__What you need to do__
Could you find every line in the entries below that holds the word "clicks" and copy it?

__Saved data entries__
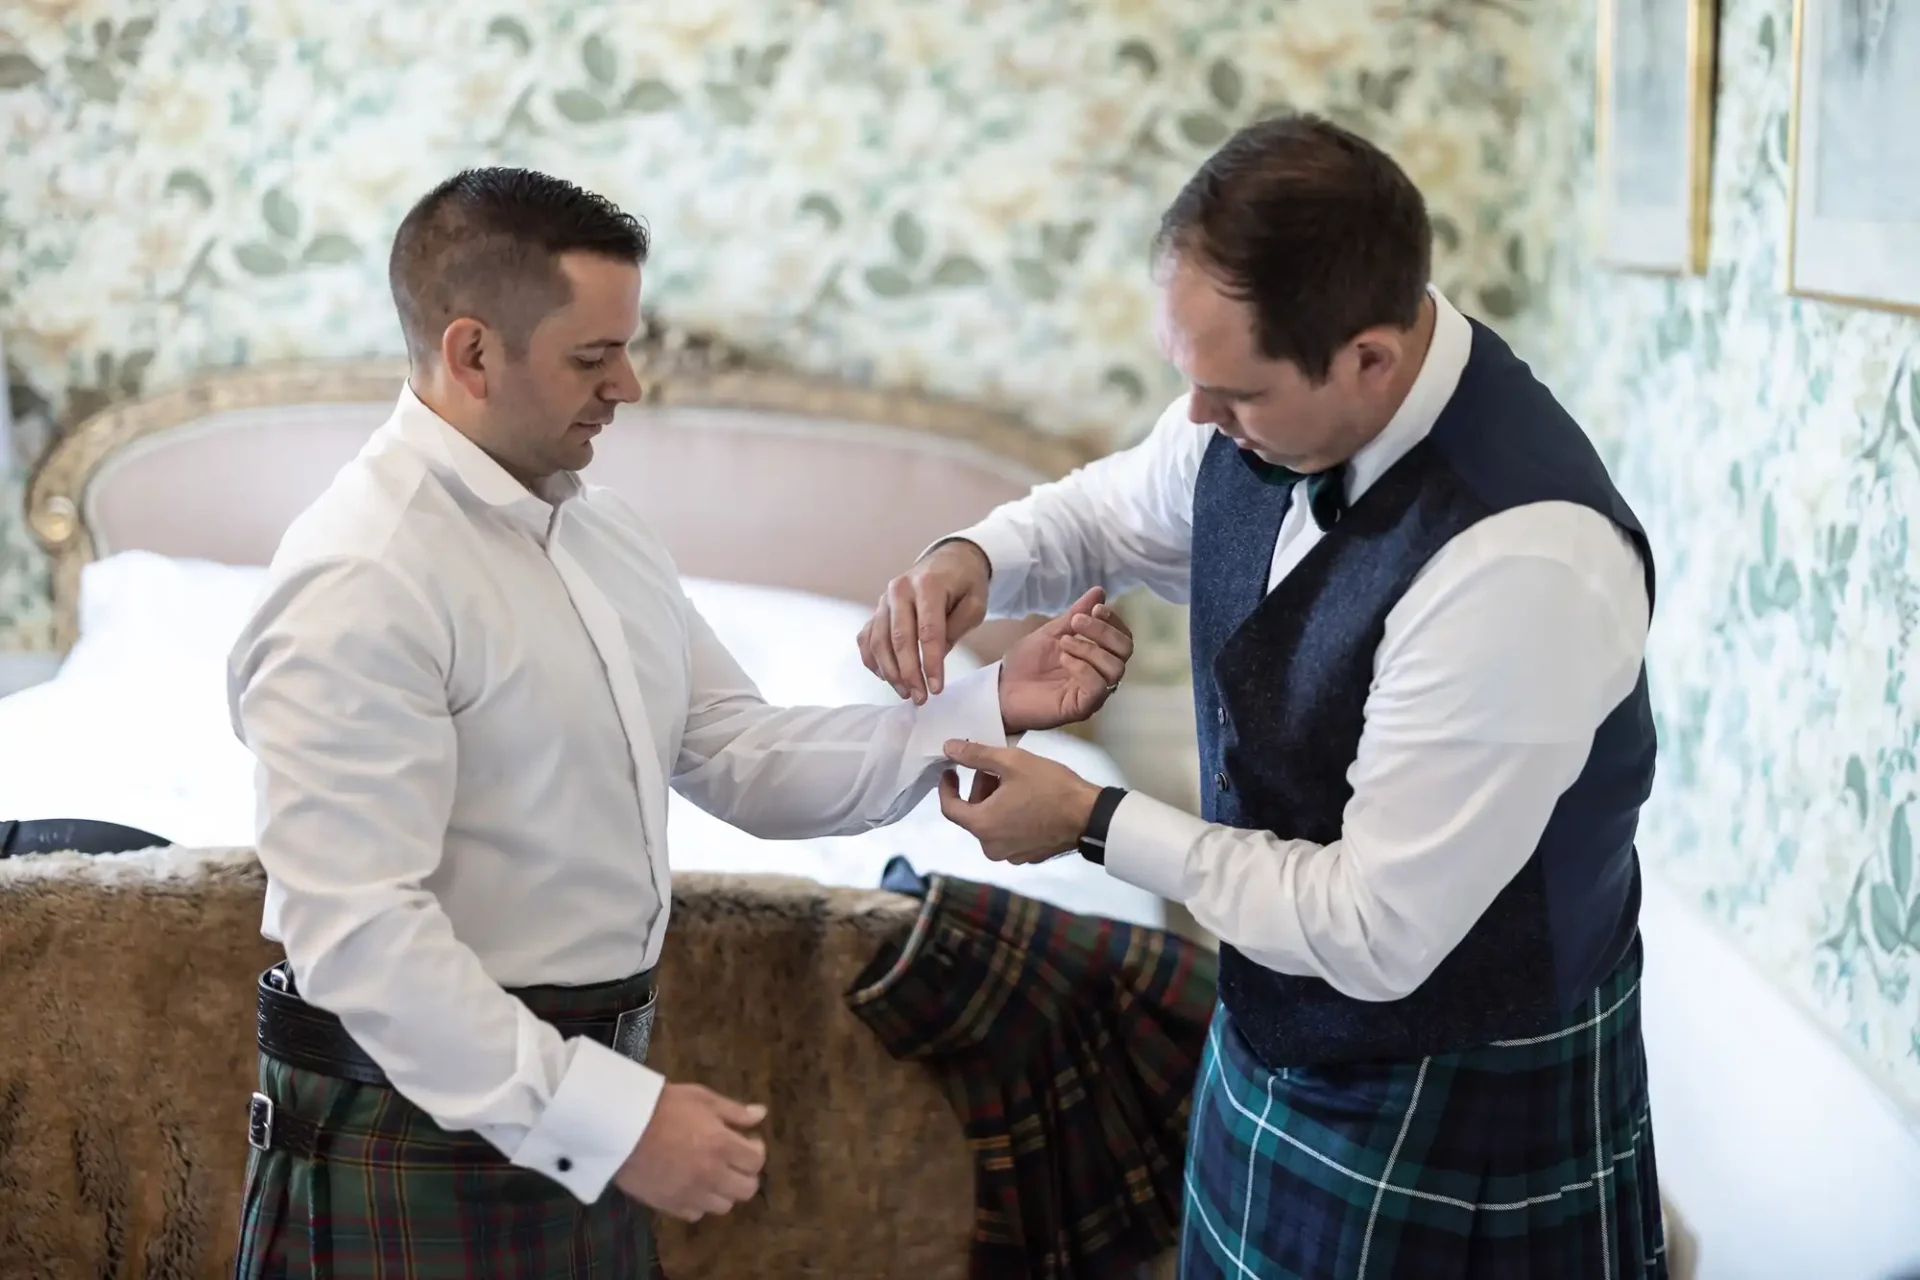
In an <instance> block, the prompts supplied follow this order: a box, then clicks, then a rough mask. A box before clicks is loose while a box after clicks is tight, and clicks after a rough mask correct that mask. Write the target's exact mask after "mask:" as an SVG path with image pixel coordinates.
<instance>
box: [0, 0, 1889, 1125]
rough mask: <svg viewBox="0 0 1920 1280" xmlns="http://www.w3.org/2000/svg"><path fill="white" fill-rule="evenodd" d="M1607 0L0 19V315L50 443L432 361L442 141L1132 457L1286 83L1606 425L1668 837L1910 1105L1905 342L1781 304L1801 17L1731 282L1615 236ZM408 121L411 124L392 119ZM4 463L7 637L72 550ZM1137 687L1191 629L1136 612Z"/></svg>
mask: <svg viewBox="0 0 1920 1280" xmlns="http://www.w3.org/2000/svg"><path fill="white" fill-rule="evenodd" d="M1590 8H1592V6H1590V4H1586V0H1538V2H1536V4H1528V6H1519V4H1480V2H1461V0H1417V2H1411V4H1396V6H1356V4H1340V2H1336V0H1190V2H1187V4H1164V6H1144V4H1112V6H1102V4H1087V2H1085V0H925V2H924V4H874V6H828V8H824V10H822V8H820V6H766V4H747V2H745V0H693V2H691V4H685V6H649V4H641V2H639V0H591V2H589V0H553V2H551V4H543V6H505V4H499V6H480V8H478V10H474V8H468V6H396V4H390V2H386V0H332V2H328V4H296V2H294V0H253V2H252V4H248V6H246V13H248V21H246V23H244V25H240V23H234V21H232V6H223V4H215V2H213V0H179V2H177V4H167V6H157V4H152V2H150V0H94V2H92V4H88V6H84V13H86V17H84V21H83V19H81V17H77V13H79V12H81V10H79V8H75V6H69V4H27V6H6V8H0V324H6V326H8V355H10V365H12V370H10V382H12V384H13V399H15V403H23V405H40V407H44V409H35V413H33V415H31V424H29V436H35V438H38V434H40V432H42V430H44V424H46V422H48V420H58V422H63V424H65V422H73V420H77V418H79V416H83V415H84V413H86V411H90V409H96V407H100V405H104V403H109V401H111V399H113V397H117V395H127V393H132V391H138V390H142V388H150V386H163V384H169V382H173V380H177V378H179V376H182V374H184V372H188V370H194V368H202V367H213V365H232V363H246V361H275V359H323V357H348V355H367V353H397V351H399V334H397V328H396V324H394V320H392V315H390V303H388V299H386V288H384V278H382V273H384V257H386V253H384V249H386V244H388V242H390V238H392V232H394V225H396V223H397V219H399V215H401V213H403V211H405V207H407V203H409V201H411V200H413V198H415V196H417V194H419V192H422V190H426V188H428V186H430V184H432V182H436V180H440V178H442V177H445V173H447V169H449V167H451V165H455V163H468V161H499V163H528V165H541V167H547V169H555V171H559V173H564V175H568V177H572V178H576V180H580V182H584V184H588V186H593V188H597V190H603V192H607V194H609V196H612V198H614V200H618V201H620V203H624V205H626V207H630V209H634V211H636V213H641V215H643V217H645V219H647V223H649V226H651V228H653V232H655V246H657V248H655V261H653V265H651V269H649V276H647V278H649V284H647V290H649V303H651V305H655V307H659V309H660V311H664V313H666V315H672V317H676V319H680V320H685V322H693V324H710V326H716V328H720V330H724V332H726V334H730V336H732V338H735V340H739V342H745V344H749V345H753V347H758V349H762V351H766V353H768V355H774V357H780V359H787V361H791V363H795V365H801V367H804V368H810V370H816V372H824V374H841V376H856V378H868V380H874V382H881V384H910V386H924V388H927V390H933V391H941V393H954V395H977V397H985V399H989V401H995V403H1000V405H1006V407H1014V409H1020V411H1023V413H1027V415H1029V416H1031V418H1033V420H1035V422H1037V424H1041V428H1043V430H1089V432H1100V434H1106V436H1108V438H1112V439H1114V441H1131V439H1137V438H1139V436H1140V434H1142V432H1144V430H1146V426H1148V424H1150V422H1152V420H1154V416H1156V415H1158V411H1160V409H1162V407H1164V405H1165V403H1167V399H1169V397H1171V395H1173V393H1175V391H1177V380H1175V376H1173V372H1171V370H1169V368H1167V367H1165V363H1164V361H1162V357H1160V353H1158V351H1156V347H1154V342H1152V330H1150V297H1152V294H1150V282H1148V278H1146V246H1148V242H1150V238H1152V230H1154V225H1156V219H1158V215H1160V209H1162V207H1164V203H1165V200H1167V198H1169V196H1171V194H1173V192H1175V190H1177V188H1179V184H1181V182H1183V180H1185V178H1187V177H1188V175H1190V173H1192V169H1194V165H1196V163H1200V159H1204V155H1206V154H1208V150H1210V148H1213V146H1217V144H1219V142H1221V140H1223V138H1227V136H1229V132H1231V130H1233V129H1236V127H1240V125H1244V123H1248V121H1252V119H1258V117H1261V115H1265V113H1269V111H1273V109H1277V107H1279V104H1288V106H1294V107H1306V109H1317V111H1325V113H1329V115H1331V117H1334V119H1338V121H1342V123H1350V125H1354V127H1356V129H1361V130H1365V132H1369V134H1371V136H1375V138H1377V140H1379V142H1382V144H1384V146H1386V148H1388V150H1392V152H1394V155H1398V157H1400V159H1402V163H1404V165H1405V167H1407V171H1409V173H1411V175H1413V177H1415V180H1419V182H1421V186H1423V190H1425V192H1427V196H1428V201H1430V213H1432V221H1434V240H1436V263H1434V276H1436V280H1438V284H1440V286H1442V288H1444V290H1446V292H1448V294H1450V297H1453V299H1455V301H1457V303H1459V305H1463V307H1465V309H1467V311H1471V313H1475V315H1478V317H1480V319H1486V320H1492V322H1500V324H1501V328H1503V332H1507V336H1509V338H1511V340H1513V342H1515V345H1517V347H1519V349H1521V351H1523V355H1526V357H1528V359H1530V361H1532V363H1534V367H1536V368H1540V372H1542V374H1544V376H1546V378H1548V380H1549V382H1551V384H1553V386H1555V390H1559V391H1561V395H1563V399H1565V401H1567V403H1569V405H1571V407H1572V409H1574V411H1576V413H1578V415H1580V418H1582V420H1584V422H1586V424H1588V428H1590V430H1592V432H1594V436H1596V439H1597V443H1599V445H1601V449H1603V453H1605V457H1607V459H1609V464H1611V466H1615V470H1617V474H1619V478H1620V484H1622V487H1624V489H1626V493H1628V497H1630V499H1632V501H1634V505H1636V507H1638V510H1640V512H1642V516H1644V518H1645V520H1647V524H1649V530H1651V533H1653V541H1655V545H1657V549H1659V553H1661V601H1659V608H1657V614H1655V629H1653V639H1651V668H1653V691H1655V710H1657V718H1659V725H1661V747H1663V764H1661V777H1659V783H1657V793H1655V800H1653V804H1651V806H1649V810H1647V814H1645V823H1644V827H1642V850H1644V854H1645V858H1647V862H1649V864H1651V865H1655V867H1659V871H1661V873H1663V875H1667V877H1668V879H1670V881H1674V883H1678V885H1682V887H1686V889H1688V890H1690V892H1692V894H1693V896H1695V898H1697V900H1699V902H1701V904H1705V906H1707V908H1709V910H1711V912H1715V913H1716V915H1718V917H1720V919H1722V921H1724V923H1726V927H1728V929H1730V931H1732V935H1734V936H1736V938H1738V940H1740V944H1741V946H1743V948H1745V950H1747V954H1751V956H1753V958H1755V961H1757V963H1761V965H1764V967H1766V969H1768V971H1772V973H1774V975H1776V977H1778V979H1780V981H1782V983H1786V984H1788V986H1791V988H1793V990H1795V992H1799V994H1801V996H1803V998H1805V1000H1807V1002H1809V1004H1811V1006H1812V1007H1816V1009H1820V1013H1822V1015H1824V1017H1826V1019H1828V1021H1830V1025H1832V1027H1834V1031H1836V1034H1839V1038H1841V1040H1843V1042H1845V1044H1849V1046H1851V1048H1853V1050H1855V1052H1857V1054H1859V1055H1860V1059H1862V1061H1866V1063H1868V1065H1870V1067H1872V1069H1874V1071H1878V1073H1880V1075H1882V1077H1884V1079H1887V1080H1889V1086H1891V1088H1893V1090H1895V1092H1897V1094H1899V1096H1903V1098H1905V1100H1907V1102H1908V1103H1914V1105H1920V1032H1916V1031H1914V1029H1916V1027H1920V983H1914V977H1916V965H1920V889H1916V879H1920V877H1916V873H1914V867H1912V831H1910V825H1908V823H1910V821H1912V818H1910V816H1912V812H1914V808H1912V802H1914V798H1916V787H1920V714H1916V710H1914V704H1916V699H1914V695H1912V685H1910V683H1908V679H1907V670H1908V668H1912V666H1914V656H1916V651H1914V647H1916V635H1920V572H1916V568H1914V553H1912V541H1910V514H1908V512H1914V510H1920V324H1916V322H1912V320H1905V319H1899V317H1891V315H1880V313H1864V311H1855V309H1845V307H1832V305H1824V303H1809V301H1799V299H1788V297H1782V296H1780V288H1778V274H1780V273H1778V263H1780V251H1782V248H1780V246H1782V242H1784V230H1786V177H1784V175H1786V106H1788V92H1789V65H1788V63H1789V58H1788V50H1789V42H1791V40H1789V33H1791V0H1726V4H1724V6H1722V19H1720V21H1722V59H1720V90H1718V106H1716V117H1715V119H1716V146H1715V169H1713V182H1715V186H1713V217H1711V221H1713V261H1711V267H1709V271H1707V274H1705V276H1701V278H1688V280H1659V278H1644V276H1624V274H1615V273H1607V271H1601V269H1597V267H1596V263H1594V240H1592V223H1594V217H1596V215H1597V209H1596V205H1594V196H1592V194H1594V171H1592V138H1594V121H1592V92H1590V84H1592V75H1594V56H1596V48H1594V21H1592V12H1590ZM396 138H407V146H399V148H396V146H394V140H396ZM17 510H19V478H12V480H4V482H0V645H35V643H42V639H44V635H46V622H48V614H46V566H44V562H42V560H40V557H38V553H36V551H35V549H33V547H31V541H29V539H27V535H25V530H23V526H21V520H19V518H17ZM1127 610H1129V616H1133V618H1135V622H1137V631H1139V633H1140V637H1142V645H1140V656H1139V660H1137V664H1135V677H1137V679H1158V681H1169V683H1181V681H1183V679H1185V620H1183V614H1181V610H1173V608H1160V606H1152V604H1144V603H1140V601H1127Z"/></svg>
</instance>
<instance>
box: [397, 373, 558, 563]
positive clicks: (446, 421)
mask: <svg viewBox="0 0 1920 1280" xmlns="http://www.w3.org/2000/svg"><path fill="white" fill-rule="evenodd" d="M388 430H390V432H392V434H394V436H397V438H399V439H403V441H407V443H409V445H413V447H415V449H419V451H420V453H422V455H424V457H426V462H428V466H432V470H434V474H438V476H440V478H442V480H445V482H451V484H457V486H459V487H463V489H467V491H468V493H470V495H472V497H476V499H478V501H482V503H486V505H488V507H492V509H493V510H497V512H499V514H503V516H507V518H511V520H516V522H520V524H528V526H530V528H534V530H536V532H540V533H545V532H547V530H549V528H551V524H553V520H555V518H557V516H559V509H561V507H563V505H564V503H568V501H570V499H574V497H578V495H580V491H582V487H584V486H582V484H580V476H576V474H572V472H559V474H555V476H549V478H547V480H545V482H543V484H541V493H536V491H532V489H528V487H526V486H524V484H520V482H518V480H515V478H513V474H509V472H507V468H505V466H501V464H499V462H495V461H493V459H492V457H490V455H488V451H486V449H482V447H480V445H476V443H474V441H470V439H468V438H467V436H463V434H461V432H459V428H455V426H453V424H451V422H447V420H445V418H442V416H440V415H438V413H434V411H432V409H428V407H426V403H424V401H422V399H420V397H419V395H415V391H413V384H411V382H407V384H403V386H401V388H399V403H397V405H394V416H392V418H390V420H388Z"/></svg>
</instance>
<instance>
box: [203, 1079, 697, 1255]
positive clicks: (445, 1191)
mask: <svg viewBox="0 0 1920 1280" xmlns="http://www.w3.org/2000/svg"><path fill="white" fill-rule="evenodd" d="M259 1092H263V1094H267V1098H271V1100H273V1103H275V1111H276V1113H278V1115H292V1117H300V1119H301V1121H305V1123H309V1125H313V1126H315V1128H317V1130H319V1132H321V1142H319V1151H317V1153H315V1155H313V1157H305V1155H296V1153H294V1151H288V1150H284V1148H275V1150H265V1151H263V1150H252V1151H250V1153H248V1167H246V1184H244V1192H242V1207H240V1247H238V1253H236V1257H234V1278H236V1280H282V1278H288V1276H328V1278H330V1280H468V1278H470V1276H488V1280H563V1278H566V1280H574V1278H576V1276H578V1278H584V1280H597V1278H605V1280H614V1278H618V1280H630V1278H634V1276H653V1280H660V1265H659V1255H657V1253H655V1242H653V1230H651V1219H649V1215H647V1211H645V1209H643V1207H641V1205H637V1203H634V1201H632V1199H628V1197H626V1196H624V1194H622V1192H620V1190H618V1188H614V1186H611V1184H609V1188H607V1192H605V1194H603V1196H601V1197H599V1199H597V1201H593V1203H591V1205H584V1203H580V1199H578V1197H574V1196H572V1192H568V1190H566V1188H563V1186H561V1184H559V1182H553V1180H551V1178H547V1176H545V1174H540V1173H534V1171H530V1169H520V1167H518V1165H513V1163H511V1161H509V1159H507V1157H505V1155H501V1153H499V1150H497V1148H493V1146H492V1144H490V1142H486V1140H484V1138H480V1136H478V1134H472V1132H451V1130H445V1128H442V1126H438V1125H436V1123H434V1121H432V1119H430V1117H428V1115H426V1113H424V1111H420V1109H419V1107H417V1105H413V1103H411V1102H407V1100H405V1098H401V1096H399V1094H397V1092H396V1090H392V1088H382V1086H376V1084H361V1082H355V1080H342V1079H338V1077H328V1075H321V1073H317V1071H305V1069H300V1067H290V1065H286V1063H282V1061H276V1059H273V1057H269V1055H265V1054H261V1055H259ZM244 1132H246V1130H244V1119H240V1117H236V1140H242V1142H244V1140H246V1138H244Z"/></svg>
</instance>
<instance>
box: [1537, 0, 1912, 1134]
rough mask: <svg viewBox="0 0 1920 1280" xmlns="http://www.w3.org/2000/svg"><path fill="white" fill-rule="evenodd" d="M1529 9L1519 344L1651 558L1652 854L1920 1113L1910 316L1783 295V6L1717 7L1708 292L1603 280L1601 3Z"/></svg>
mask: <svg viewBox="0 0 1920 1280" xmlns="http://www.w3.org/2000/svg"><path fill="white" fill-rule="evenodd" d="M1546 8H1549V10H1557V12H1555V13H1551V15H1549V13H1542V15H1540V21H1538V23H1536V27H1534V38H1536V42H1538V44H1536V58H1538V59H1540V61H1544V63H1548V65H1555V67H1563V69H1565V71H1567V81H1569V83H1572V84H1580V86H1582V92H1576V94H1565V96H1561V98H1557V100H1555V102H1553V104H1551V109H1544V111H1538V113H1532V111H1530V113H1528V121H1526V129H1528V130H1532V132H1536V134H1551V136H1553V138H1555V140H1557V144H1555V146H1542V148H1534V150H1536V154H1542V155H1548V157H1551V159H1553V161H1555V165H1553V171H1551V173H1542V175H1538V177H1540V186H1542V190H1544V192H1548V196H1546V198H1544V201H1542V203H1544V205H1548V207H1559V209H1563V211H1567V217H1565V221H1561V225H1559V226H1561V234H1557V236H1549V238H1546V240H1544V242H1540V244H1542V253H1540V257H1542V263H1544V267H1542V269H1544V276H1546V278H1544V282H1542V290H1540V294H1538V296H1536V299H1534V303H1536V311H1534V315H1530V317H1528V320H1530V322H1532V324H1536V326H1540V330H1538V334H1536V338H1538V351H1540V355H1538V361H1536V363H1538V365H1540V367H1542V368H1544V372H1546V376H1548V378H1549V380H1551V382H1553V386H1555V388H1557V390H1559V391H1561V395H1563V397H1565V399H1567V403H1569V405H1572V407H1574V411H1576V413H1578V416H1580V418H1582V422H1586V426H1588V430H1592V432H1594V434H1596V436H1597V438H1599V439H1601V443H1603V447H1605V449H1607V455H1609V459H1611V462H1613V468H1615V476H1617V478H1619V484H1620V486H1622V489H1624V491H1626V495H1628V499H1630V501H1632V503H1634V505H1636V509H1638V510H1640V514H1642V518H1645V520H1647V524H1649V533H1651V535H1653V545H1655V549H1657V555H1659V557H1661V562H1659V572H1661V585H1659V603H1657V608H1655V620H1653V637H1651V658H1649V660H1651V674H1653V697H1655V708H1657V712H1659V727H1661V777H1659V783H1657V791H1655V798H1653V804H1651V810H1649V812H1647V821H1645V825H1644V835H1642V850H1644V854H1645V856H1647V860H1649V862H1651V864H1653V865H1657V867H1659V869H1661V873H1665V875H1667V877H1668V879H1670V881H1676V883H1680V885H1684V887H1686V889H1688V890H1690V892H1692V894H1693V896H1697V900H1699V902H1701V904H1703V906H1705V908H1707V910H1709V912H1711V913H1713V915H1715V917H1718V919H1720V921H1724V923H1726V925H1728V927H1730V929H1732V933H1734V935H1736V936H1738V940H1740V942H1741V946H1743V948H1745V950H1747V954H1749V956H1751V958H1753V960H1755V961H1759V963H1761V965H1763V967H1764V969H1766V971H1768V973H1770V975H1774V977H1776V979H1778V981H1780V983H1782V986H1786V988H1788V990H1789V992H1791V994H1793V996H1797V998H1799V1000H1801V1004H1805V1006H1809V1007H1812V1009H1816V1011H1818V1013H1820V1015H1822V1017H1824V1019H1826V1021H1828V1023H1830V1025H1832V1027H1834V1029H1836V1031H1837V1032H1839V1034H1841V1036H1843V1040H1845V1042H1847V1044H1849V1046H1851V1048H1853V1050H1855V1055H1857V1057H1859V1059H1860V1061H1862V1063H1864V1065H1866V1067H1868V1069H1870V1071H1872V1073H1874V1075H1878V1077H1880V1079H1882V1082H1884V1084H1885V1086H1887V1088H1889V1092H1893V1094H1895V1096H1899V1098H1901V1100H1905V1103H1907V1105H1908V1107H1912V1109H1914V1113H1916V1115H1920V875H1916V865H1914V841H1916V835H1920V794H1916V793H1920V760H1916V750H1920V555H1916V547H1914V543H1912V533H1914V532H1920V530H1914V528H1912V522H1914V512H1920V319H1907V317H1901V315H1891V313H1884V311H1866V309H1859V307H1845V305H1834V303H1822V301H1805V299H1795V297H1788V296H1784V292H1782V280H1784V273H1782V255H1784V248H1786V219H1788V198H1786V192H1788V104H1789V96H1791V83H1793V77H1791V50H1793V42H1791V29H1793V4H1791V0H1724V4H1720V58H1718V81H1720V86H1718V94H1716V107H1715V130H1716V136H1715V148H1713V201H1711V221H1713V244H1711V263H1709V269H1707V273H1705V274H1701V276H1692V278H1655V276H1634V274H1620V273H1611V271H1603V269H1597V267H1596V265H1594V251H1592V248H1594V244H1596V242H1597V226H1596V225H1594V221H1592V219H1594V207H1596V201H1594V200H1592V198H1590V194H1592V190H1594V165H1592V117H1594V111H1592V107H1594V98H1592V94H1590V92H1586V88H1584V86H1588V84H1592V83H1594V81H1592V77H1594V31H1596V27H1594V21H1592V6H1590V4H1582V2H1580V0H1549V4H1548V6H1546ZM1542 106H1548V104H1542Z"/></svg>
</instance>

__Solution to this exercise__
In an <instance> block, the prompts supplied follow this order: a box, then clicks, then a rough mask. A box before clicks is loose while a box after clicks is tight, and clicks after a rough mask correct that mask. Write the target's exact mask after "mask:" as an SVG path with image pixel coordinates.
positive clicks: (446, 421)
positive clicks: (445, 1191)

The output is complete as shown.